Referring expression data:
-=-=-=-=-

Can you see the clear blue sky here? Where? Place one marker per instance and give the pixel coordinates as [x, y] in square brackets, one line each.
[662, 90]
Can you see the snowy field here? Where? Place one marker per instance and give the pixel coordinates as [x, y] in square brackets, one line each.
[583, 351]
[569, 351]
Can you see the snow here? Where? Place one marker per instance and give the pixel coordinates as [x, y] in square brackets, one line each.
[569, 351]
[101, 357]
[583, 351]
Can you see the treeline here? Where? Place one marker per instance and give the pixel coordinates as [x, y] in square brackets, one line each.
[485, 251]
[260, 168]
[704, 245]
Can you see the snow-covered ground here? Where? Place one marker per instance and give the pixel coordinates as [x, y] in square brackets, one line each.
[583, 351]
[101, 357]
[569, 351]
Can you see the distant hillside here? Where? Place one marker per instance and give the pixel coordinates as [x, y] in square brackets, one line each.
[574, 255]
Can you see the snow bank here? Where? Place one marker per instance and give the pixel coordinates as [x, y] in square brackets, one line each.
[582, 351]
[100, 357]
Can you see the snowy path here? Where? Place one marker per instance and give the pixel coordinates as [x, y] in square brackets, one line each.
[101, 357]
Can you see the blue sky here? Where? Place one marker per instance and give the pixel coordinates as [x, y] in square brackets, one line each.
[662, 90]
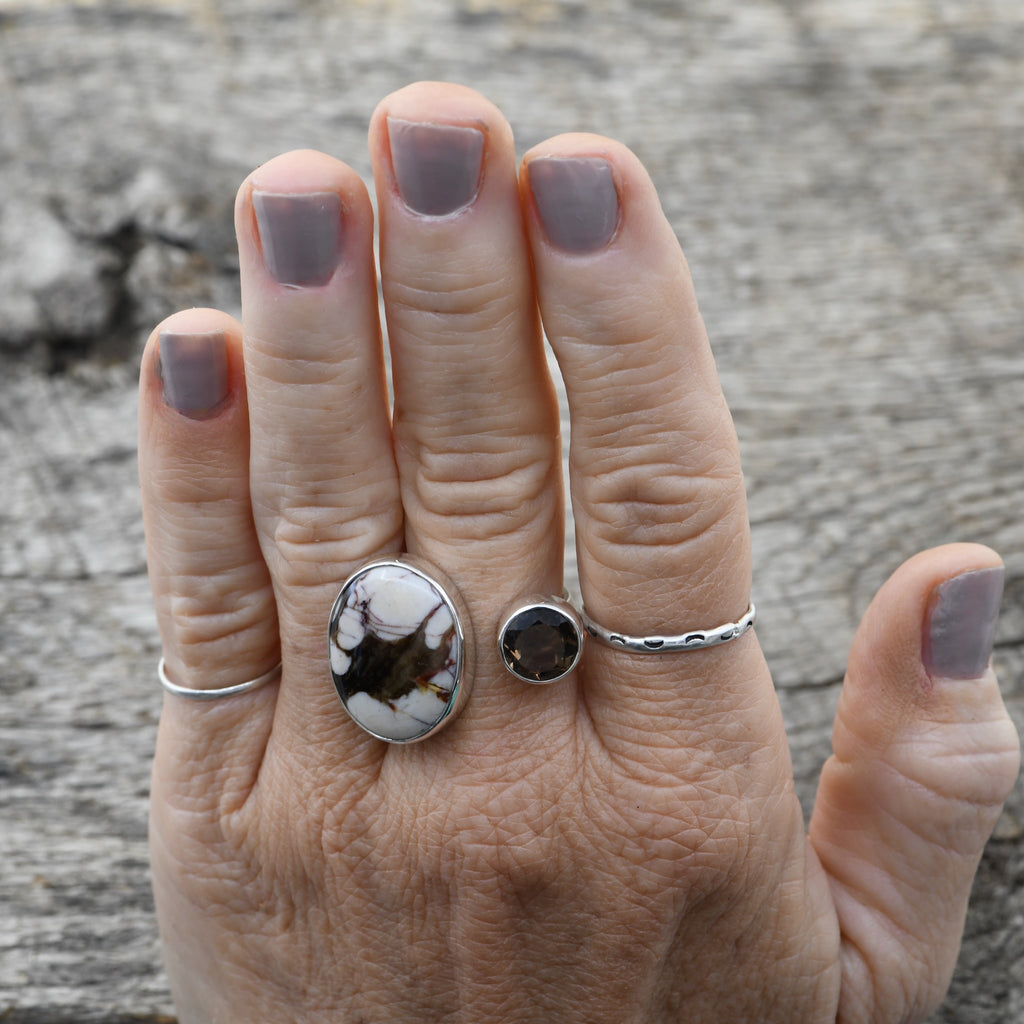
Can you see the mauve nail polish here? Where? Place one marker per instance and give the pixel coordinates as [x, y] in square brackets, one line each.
[194, 372]
[577, 201]
[436, 167]
[300, 236]
[961, 627]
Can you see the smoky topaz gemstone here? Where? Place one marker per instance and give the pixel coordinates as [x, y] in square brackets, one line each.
[541, 644]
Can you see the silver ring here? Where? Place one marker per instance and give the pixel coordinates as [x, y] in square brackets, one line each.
[693, 640]
[399, 649]
[540, 639]
[224, 691]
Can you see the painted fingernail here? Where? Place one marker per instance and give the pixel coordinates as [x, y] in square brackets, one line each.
[193, 370]
[961, 628]
[300, 236]
[436, 167]
[577, 201]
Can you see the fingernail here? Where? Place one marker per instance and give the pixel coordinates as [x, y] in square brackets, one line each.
[436, 167]
[193, 369]
[300, 236]
[577, 201]
[961, 627]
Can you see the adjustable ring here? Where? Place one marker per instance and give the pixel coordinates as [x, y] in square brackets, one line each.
[694, 640]
[398, 649]
[224, 691]
[541, 639]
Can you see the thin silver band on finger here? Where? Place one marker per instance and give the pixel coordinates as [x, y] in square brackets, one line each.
[224, 691]
[693, 640]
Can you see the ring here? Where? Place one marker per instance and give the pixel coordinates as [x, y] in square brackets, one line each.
[694, 640]
[224, 691]
[541, 639]
[398, 649]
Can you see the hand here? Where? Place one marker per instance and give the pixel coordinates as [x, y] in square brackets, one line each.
[624, 845]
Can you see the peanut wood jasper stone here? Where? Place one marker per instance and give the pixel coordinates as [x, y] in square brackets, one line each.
[396, 651]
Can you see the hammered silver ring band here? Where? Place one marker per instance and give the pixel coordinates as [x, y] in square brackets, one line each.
[692, 640]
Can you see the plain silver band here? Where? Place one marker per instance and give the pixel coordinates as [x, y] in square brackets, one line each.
[224, 691]
[694, 640]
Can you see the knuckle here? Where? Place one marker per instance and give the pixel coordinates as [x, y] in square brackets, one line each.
[652, 511]
[483, 496]
[311, 544]
[439, 302]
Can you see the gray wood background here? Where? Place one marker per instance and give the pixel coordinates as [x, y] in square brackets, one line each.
[847, 177]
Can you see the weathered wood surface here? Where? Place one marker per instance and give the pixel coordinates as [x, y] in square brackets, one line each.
[848, 180]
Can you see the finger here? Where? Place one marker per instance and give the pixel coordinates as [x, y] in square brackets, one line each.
[476, 422]
[925, 755]
[324, 483]
[215, 606]
[662, 531]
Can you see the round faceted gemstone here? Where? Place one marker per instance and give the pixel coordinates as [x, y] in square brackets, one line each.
[541, 644]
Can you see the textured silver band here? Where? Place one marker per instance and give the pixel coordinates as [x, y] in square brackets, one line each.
[224, 691]
[694, 640]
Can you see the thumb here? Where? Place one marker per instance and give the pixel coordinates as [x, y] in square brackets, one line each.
[924, 756]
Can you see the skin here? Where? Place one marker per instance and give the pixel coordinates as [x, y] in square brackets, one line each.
[624, 846]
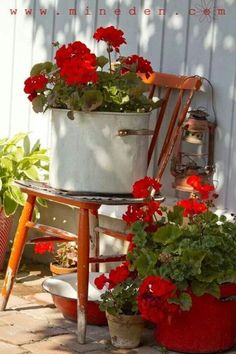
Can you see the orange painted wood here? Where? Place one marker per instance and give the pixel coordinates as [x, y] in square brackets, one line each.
[106, 259]
[17, 250]
[52, 231]
[82, 273]
[94, 238]
[173, 81]
[157, 128]
[173, 138]
[112, 233]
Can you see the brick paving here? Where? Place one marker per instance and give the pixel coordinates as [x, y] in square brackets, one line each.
[32, 325]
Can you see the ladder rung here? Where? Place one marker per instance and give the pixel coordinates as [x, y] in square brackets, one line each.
[52, 231]
[104, 259]
[119, 235]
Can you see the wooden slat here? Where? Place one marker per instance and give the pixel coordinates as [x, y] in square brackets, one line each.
[174, 81]
[112, 233]
[106, 259]
[52, 231]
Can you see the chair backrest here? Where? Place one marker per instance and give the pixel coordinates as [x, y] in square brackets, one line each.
[184, 88]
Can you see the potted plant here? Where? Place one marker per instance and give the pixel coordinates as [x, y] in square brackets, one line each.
[185, 258]
[108, 113]
[64, 256]
[120, 303]
[18, 161]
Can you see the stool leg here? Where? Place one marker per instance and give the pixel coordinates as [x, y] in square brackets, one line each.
[82, 273]
[17, 250]
[94, 238]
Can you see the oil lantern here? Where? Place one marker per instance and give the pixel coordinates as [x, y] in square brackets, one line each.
[194, 150]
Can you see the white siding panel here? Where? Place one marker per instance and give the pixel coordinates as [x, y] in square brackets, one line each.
[42, 50]
[20, 107]
[7, 33]
[175, 43]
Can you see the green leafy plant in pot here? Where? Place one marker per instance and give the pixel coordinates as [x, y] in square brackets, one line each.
[64, 256]
[185, 257]
[18, 161]
[120, 303]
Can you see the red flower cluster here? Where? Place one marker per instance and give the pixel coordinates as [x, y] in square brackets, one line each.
[139, 64]
[77, 64]
[142, 188]
[153, 296]
[35, 84]
[192, 206]
[116, 276]
[111, 35]
[143, 211]
[43, 247]
[203, 189]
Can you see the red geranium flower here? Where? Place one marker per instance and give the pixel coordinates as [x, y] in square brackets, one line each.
[119, 274]
[111, 35]
[192, 206]
[137, 64]
[77, 65]
[35, 84]
[43, 247]
[153, 296]
[141, 188]
[203, 189]
[101, 281]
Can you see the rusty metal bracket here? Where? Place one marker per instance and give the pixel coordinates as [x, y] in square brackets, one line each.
[127, 132]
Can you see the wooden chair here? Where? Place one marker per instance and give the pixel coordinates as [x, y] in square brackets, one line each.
[88, 231]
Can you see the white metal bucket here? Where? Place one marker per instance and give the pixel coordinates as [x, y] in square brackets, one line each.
[89, 155]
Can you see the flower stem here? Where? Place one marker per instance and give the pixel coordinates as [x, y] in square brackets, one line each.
[109, 57]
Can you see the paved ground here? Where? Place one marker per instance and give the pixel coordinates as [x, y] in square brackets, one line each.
[32, 325]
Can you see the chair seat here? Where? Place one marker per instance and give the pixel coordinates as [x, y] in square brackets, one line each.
[106, 199]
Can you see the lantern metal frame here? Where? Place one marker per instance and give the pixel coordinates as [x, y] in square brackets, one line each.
[197, 130]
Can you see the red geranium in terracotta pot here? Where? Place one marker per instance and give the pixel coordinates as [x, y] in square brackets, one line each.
[185, 257]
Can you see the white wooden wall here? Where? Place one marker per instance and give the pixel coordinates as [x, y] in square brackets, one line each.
[175, 42]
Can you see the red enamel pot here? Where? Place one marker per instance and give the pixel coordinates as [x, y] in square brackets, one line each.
[63, 289]
[209, 326]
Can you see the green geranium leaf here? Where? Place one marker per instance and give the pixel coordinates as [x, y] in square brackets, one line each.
[176, 215]
[167, 234]
[17, 195]
[42, 202]
[26, 145]
[91, 100]
[9, 204]
[102, 61]
[32, 173]
[38, 103]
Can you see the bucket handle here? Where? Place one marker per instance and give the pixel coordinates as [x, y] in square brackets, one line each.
[228, 298]
[127, 132]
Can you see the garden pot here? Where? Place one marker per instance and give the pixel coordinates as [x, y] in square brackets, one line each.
[209, 326]
[5, 228]
[57, 270]
[98, 152]
[125, 331]
[63, 289]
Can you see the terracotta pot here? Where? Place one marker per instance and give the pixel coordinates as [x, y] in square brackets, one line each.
[209, 326]
[125, 331]
[63, 289]
[5, 228]
[57, 270]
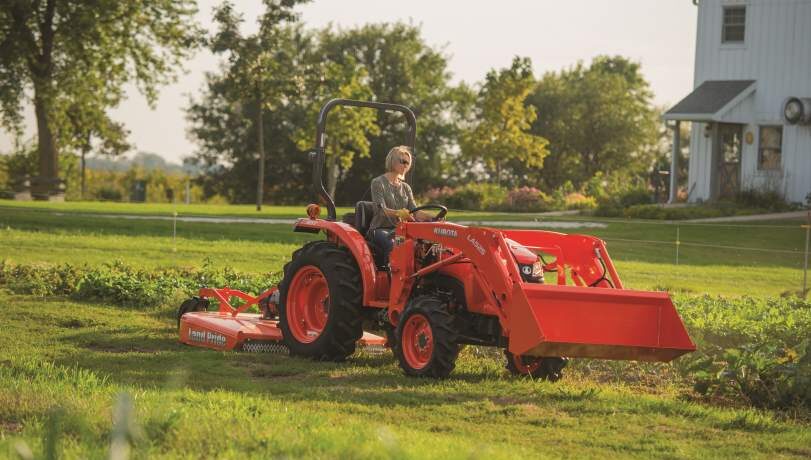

-=-=-=-=-

| Your instructions |
Give back exactly the lines from the one containing "Can you see the red enamel" through the last line above, both included, and none of the pictures.

| Result |
Can you see the red enamel pot here? Where? Place one marker per instance and give the pixel coordinates as [x, y] in square brackets, one line each.
[63, 289]
[209, 326]
Can you see the green geranium leaf here? Where? Place one marker per instance and give the pixel coordinates as [x, y] in square brackets, one line each.
[176, 215]
[167, 234]
[17, 195]
[42, 202]
[26, 145]
[91, 100]
[9, 204]
[102, 61]
[32, 173]
[38, 103]
Can you see the bucket handle here? Where? Place one marker per instance and give the pixel coordinates as [x, y] in square brackets, one line each.
[228, 298]
[127, 132]
Can you see the garden pot here? Where? Place one marker per instance and give the pixel coordinates as [x, y] in square brackets, one line each.
[209, 326]
[5, 228]
[57, 270]
[98, 152]
[125, 331]
[63, 289]
Can you see the terracotta pot here? Where? Place one marker per instance and give the pixel coordinates as [x, y] in square brackets, one line each.
[209, 326]
[125, 331]
[63, 289]
[5, 228]
[57, 270]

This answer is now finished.